--- Task details ---
Lay out the entries from the line with "Target: tree canopy" up to and including the line with "x=807 y=507" as a two-column CSV headed instruction and points, with one row per entry. Put each entry's text and its answer in their own quoted field, with line breaks replaced by spaces.
■ ■ ■ ■ ■
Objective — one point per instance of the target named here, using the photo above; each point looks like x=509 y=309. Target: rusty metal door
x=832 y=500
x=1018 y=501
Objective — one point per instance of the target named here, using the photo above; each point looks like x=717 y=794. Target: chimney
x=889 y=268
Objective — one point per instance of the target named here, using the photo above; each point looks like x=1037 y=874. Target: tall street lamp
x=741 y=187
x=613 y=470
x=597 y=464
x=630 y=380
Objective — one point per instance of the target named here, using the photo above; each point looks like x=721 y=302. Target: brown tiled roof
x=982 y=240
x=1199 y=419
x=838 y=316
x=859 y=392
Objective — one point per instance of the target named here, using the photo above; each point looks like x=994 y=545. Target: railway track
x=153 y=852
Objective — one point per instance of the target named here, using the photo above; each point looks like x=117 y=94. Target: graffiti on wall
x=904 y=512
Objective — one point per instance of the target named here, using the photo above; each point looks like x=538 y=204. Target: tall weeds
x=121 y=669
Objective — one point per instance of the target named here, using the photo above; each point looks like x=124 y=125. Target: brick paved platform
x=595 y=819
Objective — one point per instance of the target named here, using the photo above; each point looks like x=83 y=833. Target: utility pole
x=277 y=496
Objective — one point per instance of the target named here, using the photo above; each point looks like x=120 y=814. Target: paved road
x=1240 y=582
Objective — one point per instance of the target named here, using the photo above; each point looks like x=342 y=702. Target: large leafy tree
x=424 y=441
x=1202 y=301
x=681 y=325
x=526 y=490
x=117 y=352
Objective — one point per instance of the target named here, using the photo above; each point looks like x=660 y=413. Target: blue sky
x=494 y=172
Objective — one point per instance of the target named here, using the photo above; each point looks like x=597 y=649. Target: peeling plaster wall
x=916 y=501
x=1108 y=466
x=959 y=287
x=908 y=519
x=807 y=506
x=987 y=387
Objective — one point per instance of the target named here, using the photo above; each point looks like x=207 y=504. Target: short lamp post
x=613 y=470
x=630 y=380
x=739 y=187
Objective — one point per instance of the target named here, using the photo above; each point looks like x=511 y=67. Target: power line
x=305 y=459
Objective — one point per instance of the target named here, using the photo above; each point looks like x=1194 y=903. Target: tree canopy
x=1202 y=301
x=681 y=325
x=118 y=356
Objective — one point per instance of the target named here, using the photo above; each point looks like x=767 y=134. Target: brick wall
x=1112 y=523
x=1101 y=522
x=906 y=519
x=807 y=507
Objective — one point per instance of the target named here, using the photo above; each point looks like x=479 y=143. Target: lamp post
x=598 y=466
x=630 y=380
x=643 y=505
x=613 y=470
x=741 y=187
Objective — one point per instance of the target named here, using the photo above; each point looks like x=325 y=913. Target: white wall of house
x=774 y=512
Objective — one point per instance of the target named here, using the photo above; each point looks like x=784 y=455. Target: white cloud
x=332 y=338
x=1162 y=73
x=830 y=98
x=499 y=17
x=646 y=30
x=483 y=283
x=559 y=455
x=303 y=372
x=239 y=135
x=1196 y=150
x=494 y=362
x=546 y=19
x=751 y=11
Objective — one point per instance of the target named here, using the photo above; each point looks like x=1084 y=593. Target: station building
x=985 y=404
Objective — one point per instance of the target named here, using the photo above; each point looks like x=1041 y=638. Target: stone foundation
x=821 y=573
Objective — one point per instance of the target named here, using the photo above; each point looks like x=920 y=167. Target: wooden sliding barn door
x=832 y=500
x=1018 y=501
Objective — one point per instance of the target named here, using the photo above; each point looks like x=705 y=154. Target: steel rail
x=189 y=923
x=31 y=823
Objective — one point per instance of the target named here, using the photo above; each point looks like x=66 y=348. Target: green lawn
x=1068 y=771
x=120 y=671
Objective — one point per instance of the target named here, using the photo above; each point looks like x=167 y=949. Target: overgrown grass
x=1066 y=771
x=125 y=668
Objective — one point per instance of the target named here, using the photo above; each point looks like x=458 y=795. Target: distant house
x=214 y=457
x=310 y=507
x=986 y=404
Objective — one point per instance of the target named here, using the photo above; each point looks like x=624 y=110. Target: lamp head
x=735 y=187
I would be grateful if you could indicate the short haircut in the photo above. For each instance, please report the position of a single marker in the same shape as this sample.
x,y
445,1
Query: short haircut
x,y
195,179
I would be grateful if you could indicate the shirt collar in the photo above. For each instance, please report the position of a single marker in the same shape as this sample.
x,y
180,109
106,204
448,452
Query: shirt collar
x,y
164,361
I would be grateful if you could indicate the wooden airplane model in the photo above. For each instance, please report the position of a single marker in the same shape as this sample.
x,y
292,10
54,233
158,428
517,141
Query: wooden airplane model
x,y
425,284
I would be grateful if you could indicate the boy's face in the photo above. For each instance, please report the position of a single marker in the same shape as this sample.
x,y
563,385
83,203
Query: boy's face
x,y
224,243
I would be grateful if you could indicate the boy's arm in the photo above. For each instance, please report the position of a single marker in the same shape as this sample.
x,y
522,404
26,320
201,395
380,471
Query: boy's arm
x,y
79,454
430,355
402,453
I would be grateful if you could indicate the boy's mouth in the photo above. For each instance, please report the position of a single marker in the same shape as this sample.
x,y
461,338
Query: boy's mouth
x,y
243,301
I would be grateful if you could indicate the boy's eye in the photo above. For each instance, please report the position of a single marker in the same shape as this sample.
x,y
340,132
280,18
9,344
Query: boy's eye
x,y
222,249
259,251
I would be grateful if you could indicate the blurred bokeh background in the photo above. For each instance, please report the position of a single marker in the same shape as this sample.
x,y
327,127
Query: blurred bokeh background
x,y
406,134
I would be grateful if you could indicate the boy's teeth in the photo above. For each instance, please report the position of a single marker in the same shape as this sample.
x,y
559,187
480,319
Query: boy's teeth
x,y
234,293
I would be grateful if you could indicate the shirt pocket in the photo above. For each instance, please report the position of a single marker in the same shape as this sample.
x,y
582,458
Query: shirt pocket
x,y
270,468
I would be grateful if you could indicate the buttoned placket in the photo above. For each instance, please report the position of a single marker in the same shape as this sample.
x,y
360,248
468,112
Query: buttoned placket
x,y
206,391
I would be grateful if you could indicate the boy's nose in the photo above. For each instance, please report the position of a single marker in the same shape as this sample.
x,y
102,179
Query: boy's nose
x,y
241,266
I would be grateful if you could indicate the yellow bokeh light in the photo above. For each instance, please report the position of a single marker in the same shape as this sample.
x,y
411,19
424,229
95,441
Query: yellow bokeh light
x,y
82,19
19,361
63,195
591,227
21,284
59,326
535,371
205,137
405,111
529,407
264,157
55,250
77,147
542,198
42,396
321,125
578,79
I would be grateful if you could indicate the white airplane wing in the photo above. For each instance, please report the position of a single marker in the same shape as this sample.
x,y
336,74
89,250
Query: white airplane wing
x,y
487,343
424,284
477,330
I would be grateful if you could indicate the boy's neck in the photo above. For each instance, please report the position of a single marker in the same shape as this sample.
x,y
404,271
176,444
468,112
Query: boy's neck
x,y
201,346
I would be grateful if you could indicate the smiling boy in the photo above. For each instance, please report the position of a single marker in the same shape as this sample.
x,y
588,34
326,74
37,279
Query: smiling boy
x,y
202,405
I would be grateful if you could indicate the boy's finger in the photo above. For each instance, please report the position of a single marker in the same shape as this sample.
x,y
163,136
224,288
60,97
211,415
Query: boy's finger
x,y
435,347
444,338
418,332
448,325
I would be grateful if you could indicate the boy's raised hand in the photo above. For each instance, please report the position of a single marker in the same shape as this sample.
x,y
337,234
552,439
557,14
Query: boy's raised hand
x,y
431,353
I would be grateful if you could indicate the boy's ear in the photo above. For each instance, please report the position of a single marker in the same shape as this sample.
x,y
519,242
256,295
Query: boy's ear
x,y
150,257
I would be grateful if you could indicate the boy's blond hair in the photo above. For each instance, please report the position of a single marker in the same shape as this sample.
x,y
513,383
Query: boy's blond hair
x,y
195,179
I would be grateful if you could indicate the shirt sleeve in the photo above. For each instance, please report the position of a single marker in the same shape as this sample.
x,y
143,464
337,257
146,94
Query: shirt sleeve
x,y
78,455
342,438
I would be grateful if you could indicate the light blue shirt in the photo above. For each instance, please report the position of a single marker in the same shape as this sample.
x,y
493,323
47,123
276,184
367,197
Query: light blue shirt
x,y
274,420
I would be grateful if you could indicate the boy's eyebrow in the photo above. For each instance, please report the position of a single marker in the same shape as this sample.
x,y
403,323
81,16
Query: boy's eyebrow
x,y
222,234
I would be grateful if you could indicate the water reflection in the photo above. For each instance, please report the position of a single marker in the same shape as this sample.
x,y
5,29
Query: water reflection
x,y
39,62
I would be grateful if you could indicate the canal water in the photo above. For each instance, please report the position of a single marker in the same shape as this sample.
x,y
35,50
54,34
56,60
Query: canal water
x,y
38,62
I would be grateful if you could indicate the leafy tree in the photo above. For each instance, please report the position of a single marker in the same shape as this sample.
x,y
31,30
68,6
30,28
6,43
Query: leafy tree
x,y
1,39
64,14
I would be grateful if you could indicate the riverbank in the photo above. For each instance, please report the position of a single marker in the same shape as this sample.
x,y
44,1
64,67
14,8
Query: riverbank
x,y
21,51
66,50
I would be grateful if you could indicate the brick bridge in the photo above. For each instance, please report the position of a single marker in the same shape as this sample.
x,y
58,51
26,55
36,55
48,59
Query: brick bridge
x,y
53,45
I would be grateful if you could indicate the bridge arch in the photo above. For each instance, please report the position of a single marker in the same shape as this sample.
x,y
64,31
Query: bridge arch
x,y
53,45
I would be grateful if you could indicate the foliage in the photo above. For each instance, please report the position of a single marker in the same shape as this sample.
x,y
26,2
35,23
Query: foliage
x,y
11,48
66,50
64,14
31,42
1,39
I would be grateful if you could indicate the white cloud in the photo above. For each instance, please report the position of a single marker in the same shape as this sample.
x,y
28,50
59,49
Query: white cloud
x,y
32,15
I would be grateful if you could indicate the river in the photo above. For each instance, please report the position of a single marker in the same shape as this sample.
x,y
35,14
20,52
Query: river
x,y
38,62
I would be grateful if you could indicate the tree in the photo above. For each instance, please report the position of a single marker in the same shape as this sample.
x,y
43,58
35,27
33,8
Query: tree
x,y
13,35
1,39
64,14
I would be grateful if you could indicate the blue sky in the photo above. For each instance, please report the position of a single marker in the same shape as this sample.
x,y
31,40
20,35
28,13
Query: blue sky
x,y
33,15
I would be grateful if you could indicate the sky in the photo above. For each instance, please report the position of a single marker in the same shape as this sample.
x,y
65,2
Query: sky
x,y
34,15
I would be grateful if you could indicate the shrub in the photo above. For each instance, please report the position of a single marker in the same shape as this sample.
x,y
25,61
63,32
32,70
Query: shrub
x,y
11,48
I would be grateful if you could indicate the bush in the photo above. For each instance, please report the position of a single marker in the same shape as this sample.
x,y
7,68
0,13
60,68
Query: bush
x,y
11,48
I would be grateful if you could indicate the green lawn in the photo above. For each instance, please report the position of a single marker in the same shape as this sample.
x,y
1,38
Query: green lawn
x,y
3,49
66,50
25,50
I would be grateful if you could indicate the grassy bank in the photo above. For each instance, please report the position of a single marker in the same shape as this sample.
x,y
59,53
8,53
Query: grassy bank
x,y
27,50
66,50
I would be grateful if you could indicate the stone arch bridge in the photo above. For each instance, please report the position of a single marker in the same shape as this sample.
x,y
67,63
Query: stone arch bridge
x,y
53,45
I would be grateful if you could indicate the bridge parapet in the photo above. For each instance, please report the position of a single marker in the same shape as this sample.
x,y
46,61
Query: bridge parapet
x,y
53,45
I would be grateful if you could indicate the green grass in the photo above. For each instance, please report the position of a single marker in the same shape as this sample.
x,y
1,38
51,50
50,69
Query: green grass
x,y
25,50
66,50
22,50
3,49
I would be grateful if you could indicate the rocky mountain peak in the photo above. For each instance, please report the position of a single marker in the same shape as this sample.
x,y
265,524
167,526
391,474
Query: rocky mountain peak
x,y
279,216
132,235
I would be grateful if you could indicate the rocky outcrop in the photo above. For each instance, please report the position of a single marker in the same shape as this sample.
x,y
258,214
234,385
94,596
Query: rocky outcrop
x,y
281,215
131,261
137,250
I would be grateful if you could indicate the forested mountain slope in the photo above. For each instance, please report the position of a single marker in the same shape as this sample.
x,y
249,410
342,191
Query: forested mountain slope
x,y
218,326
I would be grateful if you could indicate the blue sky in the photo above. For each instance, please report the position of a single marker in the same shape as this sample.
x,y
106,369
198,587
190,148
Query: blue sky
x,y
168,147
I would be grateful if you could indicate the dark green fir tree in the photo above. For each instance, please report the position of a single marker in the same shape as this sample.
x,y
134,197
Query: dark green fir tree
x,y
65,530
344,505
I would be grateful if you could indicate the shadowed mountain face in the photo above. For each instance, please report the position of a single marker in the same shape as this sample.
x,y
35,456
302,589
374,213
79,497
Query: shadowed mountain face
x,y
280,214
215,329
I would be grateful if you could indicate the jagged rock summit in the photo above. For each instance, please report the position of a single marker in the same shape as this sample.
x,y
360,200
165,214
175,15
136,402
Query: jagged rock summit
■ ■ ■ ■ ■
--- Response ---
instruction,points
"Objective — one point per instance of the target named here, using the photo above; each point looks like x=1194 y=903. Target: tree canopy","x=1202 y=301 x=681 y=325 x=118 y=356"
"Objective — one point per instance of the target named here, using the photo above; each point looks like x=767 y=134. Target: brick wall","x=1112 y=523 x=1101 y=522 x=906 y=519 x=807 y=507"